Source text
::::::
After three nights at Bulungula, it was time for one more long drive in the Chevy, this time to Durban. We blew a tire on the rutted, rocky drive out to the highway, but made it the rest of the way on the spare. We pulled into Durban at 4:30pm, dropped off the Chevy at the local Avis branch, and took a taxi to the train station for our overnight train to Johannesburg. Eleven days in, we were about to begin the next stage of our adventure.

Monday, August 19, 2013

A Summer Away

A week ago, an anonymous commenter to my previous post asked if I am still blogging. I can see why he asked the question - I haven't posted in two months, and I did recently start writing for a major aviation magazine (as well as several smaller publications). But no, I fully intend to keep blogging as well. I just simply was not around much this summer. At the moment, I'm enjoying a nice quiet Saturday at home. By my count, it's the fourth full day I've spent in Minnesota since mid-June, and maybe the tenth since the beginning of May. It's been the busiest summer of my life, and Dawn and I have been having some grand adventures.

In early May, Dawn graduated with her master's degree in education, ending the travel moratorium she had imposed on herself for 18 months while she read textbooks, completed assignments, and wrote papers on top of an already full teaching schedule. A few days after the ceremony, we flew out to North Carolina, where I had purchased her a Yamaha FZ6R motorcycle, and me a Honda CBR-600F4i. Inspired by my success buying and selling the DRZ400 for my Baja trip, I found the bikes cheap on Raleigh and Charlotte craigslists, with the plan of selling them once our east coast riding is complete. We started off with four fantastic days of riding some of North Carolina and Tennessee's most scenic, most challenging roads, like Moonshiner 28, the Cherohala Skyway, the Tail of the Dragon, and the southernmost section of the Blue Ridge Parkway.
::::::
Tasks to carry out
1) In the travel blog post, what time did the writer and Dawn pull into Durban?
2) How many lines of the rows below contain the word "player", matching case exactly? Reply with the number alone.
::::::
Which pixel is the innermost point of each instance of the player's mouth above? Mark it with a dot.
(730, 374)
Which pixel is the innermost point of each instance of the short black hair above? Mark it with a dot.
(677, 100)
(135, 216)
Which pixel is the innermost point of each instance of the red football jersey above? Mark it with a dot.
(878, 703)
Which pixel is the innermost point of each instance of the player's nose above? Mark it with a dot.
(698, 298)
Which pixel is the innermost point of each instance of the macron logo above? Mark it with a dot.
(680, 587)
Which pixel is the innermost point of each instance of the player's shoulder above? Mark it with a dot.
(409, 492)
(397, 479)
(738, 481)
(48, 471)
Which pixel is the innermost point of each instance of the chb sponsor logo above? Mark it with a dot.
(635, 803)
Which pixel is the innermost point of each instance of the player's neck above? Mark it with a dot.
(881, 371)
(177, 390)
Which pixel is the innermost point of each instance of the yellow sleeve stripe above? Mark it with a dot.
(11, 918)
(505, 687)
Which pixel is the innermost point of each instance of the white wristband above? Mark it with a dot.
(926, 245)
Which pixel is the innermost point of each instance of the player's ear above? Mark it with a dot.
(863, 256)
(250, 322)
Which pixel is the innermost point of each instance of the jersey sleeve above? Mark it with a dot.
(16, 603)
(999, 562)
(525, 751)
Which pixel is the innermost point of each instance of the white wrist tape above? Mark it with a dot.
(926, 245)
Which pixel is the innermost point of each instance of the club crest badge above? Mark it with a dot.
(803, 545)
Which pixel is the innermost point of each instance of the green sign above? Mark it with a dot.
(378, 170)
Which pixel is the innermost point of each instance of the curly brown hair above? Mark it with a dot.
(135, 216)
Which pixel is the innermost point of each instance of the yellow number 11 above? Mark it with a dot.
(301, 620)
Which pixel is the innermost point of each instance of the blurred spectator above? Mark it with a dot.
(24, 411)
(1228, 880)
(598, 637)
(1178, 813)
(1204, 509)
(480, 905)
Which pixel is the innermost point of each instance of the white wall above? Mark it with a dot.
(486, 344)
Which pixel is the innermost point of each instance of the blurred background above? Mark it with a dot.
::::::
Answers to the problems
1) 4:30pm

2) 5